Excerpted data:
———
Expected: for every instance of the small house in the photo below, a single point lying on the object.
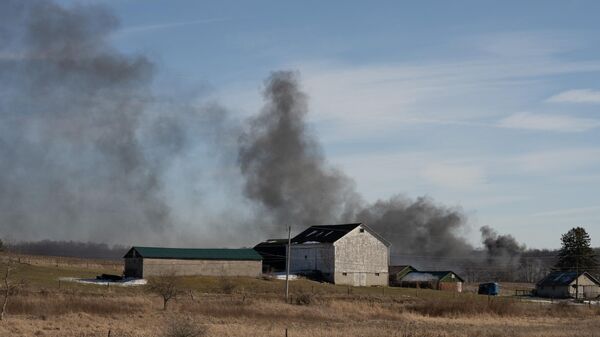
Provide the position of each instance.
(569, 284)
(142, 262)
(350, 254)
———
What you should do: Copy the rows above word for word, without the picture.

Full solution:
Expected: for every instance of the small house in the photo below, a single point lying on the object.
Provide the position of each instance.
(569, 284)
(142, 262)
(350, 254)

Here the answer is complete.